• **Exercice proposé 1**:
Traduisez en anglais cette phrase du texte sur la Réformation protestante : « La foi naît de la rencontre de l’être humain avec Dieu. »

• **Texte fourni**:

La croix en est un signe universel.

Elle nous renvoie à l’essentiel, quelle que soit notre foi. Mystère, de la vie et de la mort.

Le christianisme protestant l’exprime à sa manière et le dimanche de la Réformation, le 2 novembre en cette année 2025, est une occasion d’y réfléchir.

Solus Christus – sola scriptura

Les principes ou fondamentaux de la Réformation protestante

(encyclopédie Wikipédia adaptée)

Christ seul (solus Christus)
La foi n’est pas une œuvre, mais la communion avec Dieu en Jésus-Christ, vrai Dieu et vrai homme.

La Bible seule (sola scriptura)
La Bible (Ancien et Nouveau Testaments) est l’autorité souveraine en matière de foi et de vie.

La foi seule (sola fide)
La foi naît de la rencontre de l’être humain avec Dieu.

La grâce seule (sola gratia)
La grâce est l’amour gratuit de Dieu pour l’humanité, pleinement accompli et manifesté en Jésus-Christ. Indépendamment de ses mérites, l’être humain est déjà sauvé dans la foi en lui. Cette confiance de Dieu le rend responsable. Ainsi aimé, l’homme est apte à aimer son prochain.

À Dieu seul la gloire (soli Deo gloria)
Rien n’est sacré ou absolu en dehors de Dieu unique et créateur.

Des Églises toujours à réformer (ecclesia semper reformanda)
Les Églises rassemblent, par la prédication, le baptême et la cène, tous celles et ceux qui se reconnaissent dans le Dieu de Jésus-Christ. Elles ne servent pas d’intermédiaires entre les fidèles et Dieu (il n’y a pas de prêtres). Elles non plus ne sont ni sacrées ni absolues. Communautés humaines, elles évoluent sans cesse au rythme de l’humanité et doivent toujours se confronter à nouveau à la Parole de Dieu à travers leur lecture de la Bible.

Le sacerdoce universel des croyants
La prêtrise du Christ est unique et non transmissible, sinon à tous. Chaque baptisé.e a sa propre place dans l’Église (selon ses dons ou charismes) ; la ou le pasteur.e (ou diacre) n’est pas un personnage au-dessus des autres, ni plus près de Dieu, mais celle ou celui à qui sa vocation et sa formation théologique permettent, au nom de la communauté, d’animer celle-ci par la Parole de Dieu. Le témoignage de la foi et de l’engagement dans le monde est donc la mission de tous les membres de l’Église.

Antoine Nouis sur Regards protestants

La Réforme et la Bible – André Gounelle

Les limites de la tolérance

“Prenant la parole, Jean lui dit : « Maître, nous avons vu quelqu’un qui chassait les démons en ton nom et nous avons cherché à l’empêcher, parce qu’il ne te suit pas avec nous. » Mais Jésus dit : « Ne l’empêchez pas, car celui qui n’est pas contre vous est pour vous. »” (Luc 9,49-50 TOB)

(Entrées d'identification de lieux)
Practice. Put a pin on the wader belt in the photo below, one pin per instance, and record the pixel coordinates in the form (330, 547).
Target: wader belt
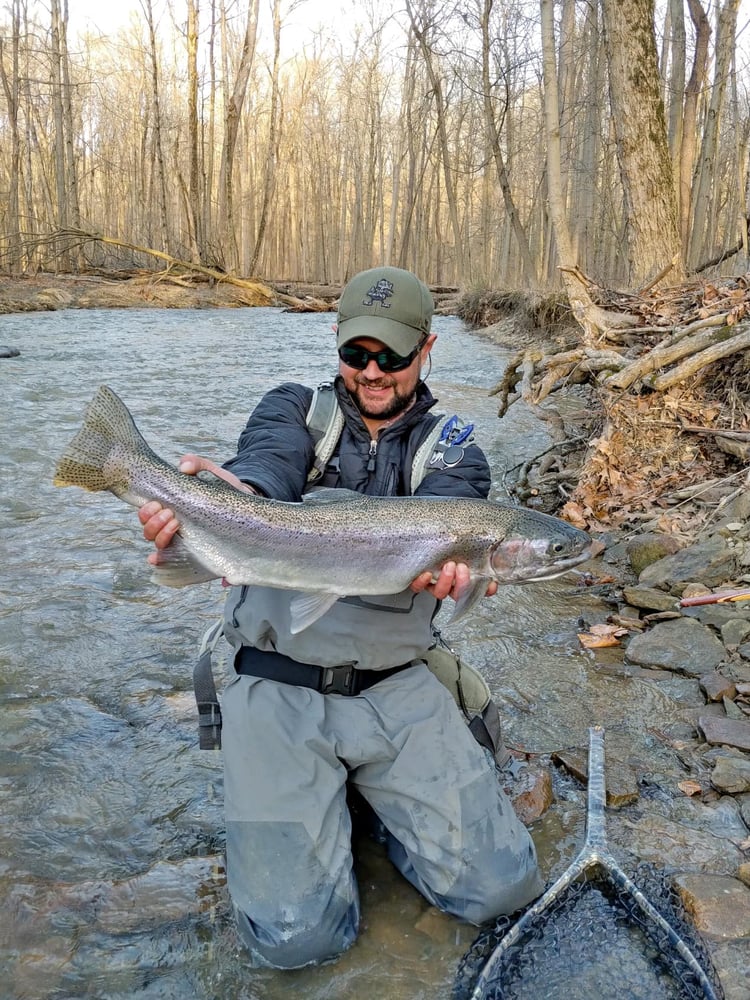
(327, 680)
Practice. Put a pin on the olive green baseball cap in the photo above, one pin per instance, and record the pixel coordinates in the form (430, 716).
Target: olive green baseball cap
(388, 304)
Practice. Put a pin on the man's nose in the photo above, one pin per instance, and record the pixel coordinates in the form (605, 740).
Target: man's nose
(372, 370)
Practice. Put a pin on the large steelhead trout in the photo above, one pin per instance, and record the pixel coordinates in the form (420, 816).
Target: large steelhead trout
(336, 543)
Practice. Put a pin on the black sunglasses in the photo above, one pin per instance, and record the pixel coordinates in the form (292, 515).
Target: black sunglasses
(386, 359)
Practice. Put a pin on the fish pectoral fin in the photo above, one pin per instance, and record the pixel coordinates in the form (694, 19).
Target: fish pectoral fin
(178, 567)
(471, 594)
(308, 607)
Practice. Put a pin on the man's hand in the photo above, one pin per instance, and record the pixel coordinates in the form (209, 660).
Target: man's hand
(159, 523)
(454, 578)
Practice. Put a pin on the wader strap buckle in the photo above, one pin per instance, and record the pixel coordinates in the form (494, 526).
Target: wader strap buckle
(339, 680)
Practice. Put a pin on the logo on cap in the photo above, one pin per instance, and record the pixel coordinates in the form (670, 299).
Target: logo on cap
(379, 293)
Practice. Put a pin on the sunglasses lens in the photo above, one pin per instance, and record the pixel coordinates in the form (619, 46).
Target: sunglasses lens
(386, 360)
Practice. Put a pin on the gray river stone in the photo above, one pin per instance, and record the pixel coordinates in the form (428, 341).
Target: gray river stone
(682, 645)
(731, 774)
(712, 561)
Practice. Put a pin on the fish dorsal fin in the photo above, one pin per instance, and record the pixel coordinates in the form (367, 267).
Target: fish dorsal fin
(330, 494)
(307, 608)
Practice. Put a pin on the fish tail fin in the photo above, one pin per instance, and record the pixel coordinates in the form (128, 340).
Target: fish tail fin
(96, 458)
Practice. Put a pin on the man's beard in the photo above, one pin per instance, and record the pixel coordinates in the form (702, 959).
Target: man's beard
(401, 400)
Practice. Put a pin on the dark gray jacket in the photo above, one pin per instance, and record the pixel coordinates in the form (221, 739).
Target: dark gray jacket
(275, 453)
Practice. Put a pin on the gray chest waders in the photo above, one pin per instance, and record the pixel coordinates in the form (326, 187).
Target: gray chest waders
(443, 447)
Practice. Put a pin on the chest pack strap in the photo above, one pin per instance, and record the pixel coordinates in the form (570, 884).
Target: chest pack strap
(325, 422)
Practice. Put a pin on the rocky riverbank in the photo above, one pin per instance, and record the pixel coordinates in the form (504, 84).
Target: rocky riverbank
(654, 628)
(698, 817)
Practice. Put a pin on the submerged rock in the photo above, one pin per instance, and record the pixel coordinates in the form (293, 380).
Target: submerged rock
(712, 561)
(682, 645)
(719, 905)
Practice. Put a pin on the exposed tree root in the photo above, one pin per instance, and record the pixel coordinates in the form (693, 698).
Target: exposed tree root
(670, 375)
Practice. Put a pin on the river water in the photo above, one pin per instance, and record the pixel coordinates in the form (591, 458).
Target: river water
(110, 847)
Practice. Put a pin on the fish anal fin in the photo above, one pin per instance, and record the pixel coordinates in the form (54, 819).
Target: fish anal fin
(176, 566)
(466, 598)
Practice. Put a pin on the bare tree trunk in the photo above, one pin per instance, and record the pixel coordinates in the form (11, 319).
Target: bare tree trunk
(529, 269)
(269, 179)
(578, 296)
(11, 88)
(640, 130)
(161, 183)
(61, 189)
(195, 214)
(690, 117)
(442, 127)
(675, 44)
(701, 237)
(232, 117)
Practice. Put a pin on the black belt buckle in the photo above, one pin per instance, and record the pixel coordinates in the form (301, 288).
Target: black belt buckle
(339, 680)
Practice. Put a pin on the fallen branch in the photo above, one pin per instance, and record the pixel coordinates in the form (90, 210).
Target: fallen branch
(672, 350)
(700, 360)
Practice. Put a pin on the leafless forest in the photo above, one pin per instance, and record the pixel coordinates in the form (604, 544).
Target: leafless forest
(483, 143)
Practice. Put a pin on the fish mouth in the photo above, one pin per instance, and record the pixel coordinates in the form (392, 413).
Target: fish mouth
(531, 572)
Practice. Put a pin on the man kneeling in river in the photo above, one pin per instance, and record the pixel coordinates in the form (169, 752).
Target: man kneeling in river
(296, 732)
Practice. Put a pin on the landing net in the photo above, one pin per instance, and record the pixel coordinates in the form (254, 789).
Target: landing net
(594, 933)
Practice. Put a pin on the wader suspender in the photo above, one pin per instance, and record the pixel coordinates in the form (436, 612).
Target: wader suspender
(442, 448)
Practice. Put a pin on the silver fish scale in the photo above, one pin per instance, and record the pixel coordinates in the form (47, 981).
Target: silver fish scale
(335, 542)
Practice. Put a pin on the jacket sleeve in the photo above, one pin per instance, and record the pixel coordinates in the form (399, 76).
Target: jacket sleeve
(275, 451)
(470, 478)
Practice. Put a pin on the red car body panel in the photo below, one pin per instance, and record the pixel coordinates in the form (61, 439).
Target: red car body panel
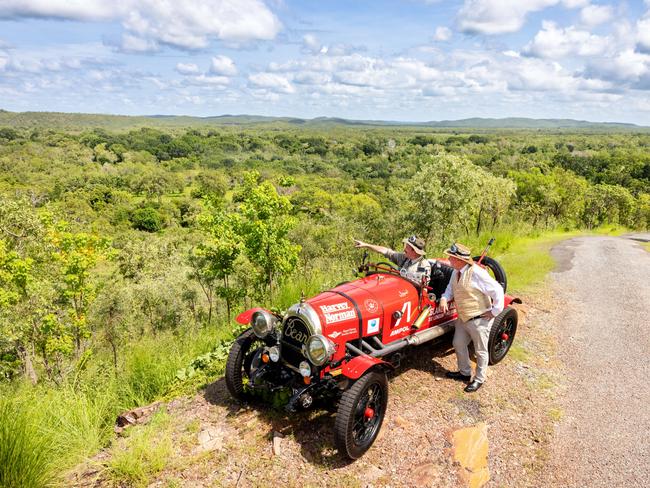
(382, 304)
(245, 317)
(356, 368)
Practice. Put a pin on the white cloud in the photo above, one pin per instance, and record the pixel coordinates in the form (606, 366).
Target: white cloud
(189, 24)
(131, 43)
(503, 16)
(554, 43)
(223, 65)
(643, 34)
(187, 68)
(628, 66)
(593, 15)
(442, 34)
(271, 81)
(312, 44)
(208, 80)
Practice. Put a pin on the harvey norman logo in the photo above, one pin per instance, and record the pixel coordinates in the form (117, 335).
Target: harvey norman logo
(338, 312)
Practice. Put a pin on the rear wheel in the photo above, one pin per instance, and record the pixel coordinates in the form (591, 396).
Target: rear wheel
(502, 334)
(495, 269)
(243, 359)
(361, 412)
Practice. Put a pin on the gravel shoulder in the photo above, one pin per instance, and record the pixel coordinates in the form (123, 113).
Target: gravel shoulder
(603, 343)
(568, 406)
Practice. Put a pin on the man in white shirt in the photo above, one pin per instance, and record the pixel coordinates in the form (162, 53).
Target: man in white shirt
(479, 298)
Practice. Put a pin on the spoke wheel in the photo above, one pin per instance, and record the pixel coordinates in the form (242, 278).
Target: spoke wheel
(361, 412)
(244, 358)
(502, 334)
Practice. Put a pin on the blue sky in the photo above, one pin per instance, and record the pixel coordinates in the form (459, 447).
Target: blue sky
(410, 60)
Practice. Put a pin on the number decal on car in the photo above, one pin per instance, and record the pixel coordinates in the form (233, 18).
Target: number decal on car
(406, 310)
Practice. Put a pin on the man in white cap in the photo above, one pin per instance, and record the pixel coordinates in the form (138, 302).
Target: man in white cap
(411, 262)
(479, 298)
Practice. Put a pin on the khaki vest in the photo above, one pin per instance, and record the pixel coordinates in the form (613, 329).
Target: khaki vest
(470, 301)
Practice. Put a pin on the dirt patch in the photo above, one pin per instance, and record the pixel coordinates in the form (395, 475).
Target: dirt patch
(221, 443)
(603, 414)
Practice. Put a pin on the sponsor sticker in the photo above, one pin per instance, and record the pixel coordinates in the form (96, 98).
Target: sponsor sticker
(371, 305)
(373, 326)
(399, 331)
(338, 312)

• **Exercice proposé 2**:
Extrayez des entrées chaque ligne où figure le mot « forest ».

• **Réponse attendue 1**:
Faith is born from the encounter of the human being with God.

• **Réponse attendue 2**:
Practice. Put a pin on the leafless forest in the photo above, one pin per instance, and record the pixel coordinates in the form (604, 544).
Target: leafless forest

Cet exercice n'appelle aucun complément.